Work required:
Reproduce the material below verbatim, from the line containing "Where can the silver" down to the end of the material.

[START OF Input for this task]

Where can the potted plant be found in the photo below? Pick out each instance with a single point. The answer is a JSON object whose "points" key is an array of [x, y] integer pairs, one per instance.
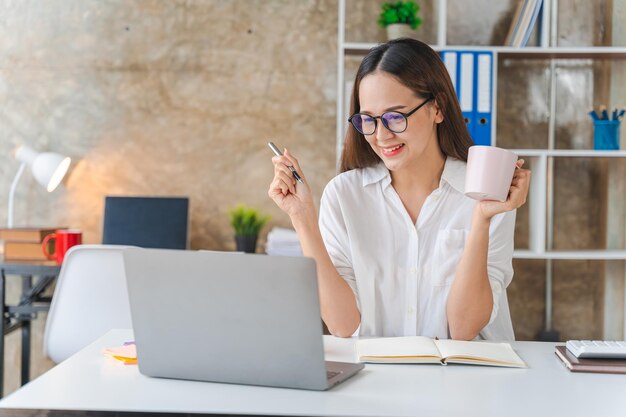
{"points": [[247, 223], [399, 18]]}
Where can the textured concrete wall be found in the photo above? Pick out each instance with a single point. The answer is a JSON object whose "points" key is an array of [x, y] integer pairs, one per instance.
{"points": [[155, 97]]}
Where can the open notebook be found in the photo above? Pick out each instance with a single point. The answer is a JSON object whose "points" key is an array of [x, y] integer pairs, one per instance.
{"points": [[420, 349]]}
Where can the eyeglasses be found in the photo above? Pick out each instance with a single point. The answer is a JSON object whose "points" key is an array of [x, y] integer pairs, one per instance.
{"points": [[394, 121]]}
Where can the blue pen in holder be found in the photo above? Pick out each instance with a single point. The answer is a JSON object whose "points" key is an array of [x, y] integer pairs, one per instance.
{"points": [[606, 134]]}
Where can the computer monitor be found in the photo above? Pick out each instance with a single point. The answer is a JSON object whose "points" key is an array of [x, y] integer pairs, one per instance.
{"points": [[148, 222]]}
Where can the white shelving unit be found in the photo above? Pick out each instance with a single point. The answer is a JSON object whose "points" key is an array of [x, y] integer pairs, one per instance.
{"points": [[541, 161]]}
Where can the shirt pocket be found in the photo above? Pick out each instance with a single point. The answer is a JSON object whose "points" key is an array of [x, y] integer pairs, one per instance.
{"points": [[447, 254]]}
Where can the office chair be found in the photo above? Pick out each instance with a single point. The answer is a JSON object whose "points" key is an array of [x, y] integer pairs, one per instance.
{"points": [[90, 298], [148, 222]]}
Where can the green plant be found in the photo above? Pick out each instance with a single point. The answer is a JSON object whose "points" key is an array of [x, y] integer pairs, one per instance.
{"points": [[400, 12], [246, 221]]}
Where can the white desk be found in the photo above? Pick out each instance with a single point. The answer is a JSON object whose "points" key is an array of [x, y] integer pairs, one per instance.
{"points": [[89, 381]]}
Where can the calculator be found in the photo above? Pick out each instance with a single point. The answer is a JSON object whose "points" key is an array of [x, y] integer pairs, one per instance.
{"points": [[599, 349]]}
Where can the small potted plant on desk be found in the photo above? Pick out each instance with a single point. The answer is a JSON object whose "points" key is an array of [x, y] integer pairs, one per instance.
{"points": [[247, 223], [400, 19]]}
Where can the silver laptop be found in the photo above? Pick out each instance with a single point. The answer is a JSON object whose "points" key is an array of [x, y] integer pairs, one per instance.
{"points": [[229, 317]]}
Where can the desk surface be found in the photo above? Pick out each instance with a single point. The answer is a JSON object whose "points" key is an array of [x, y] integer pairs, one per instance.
{"points": [[89, 381]]}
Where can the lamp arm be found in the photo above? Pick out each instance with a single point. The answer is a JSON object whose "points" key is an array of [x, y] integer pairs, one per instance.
{"points": [[12, 193]]}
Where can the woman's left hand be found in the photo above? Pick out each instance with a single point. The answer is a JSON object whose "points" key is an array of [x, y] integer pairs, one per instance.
{"points": [[517, 194]]}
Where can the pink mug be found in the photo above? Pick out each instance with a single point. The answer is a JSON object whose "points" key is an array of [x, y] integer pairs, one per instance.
{"points": [[489, 173]]}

[END OF Input for this task]

Complete output:
Where can the silver laptop be found in the photo above? Pick out each instance with a single point. The answer is a JSON object whose "points" key is an array of [x, y] integer pairs, one per instance.
{"points": [[229, 317]]}
Where can the desk surface be found in the photo above? Pick out each instance with a single point. The answer is a JSON object whose "points" key is an array of [x, y] integer pairs, one per instance.
{"points": [[89, 381]]}
Where can the lamp arm be found in the photo above? Pick out each instance with a single point. The answer is a JSON object whose "points" key is an array of [x, y] integer pairs, one per instance.
{"points": [[12, 193]]}
Where can the woman's left hand be found in the photo above? Pick out each instance with a single point. The answer is a JSON object whose "points" key is an array of [x, y] integer pairs, one per instance.
{"points": [[517, 194]]}
Where can the pink mug be found in the photo above? Pick out each instance with a single point. The answer is a JSON object whose "points" key is an array of [x, y] integer pairs, one per instance.
{"points": [[489, 173]]}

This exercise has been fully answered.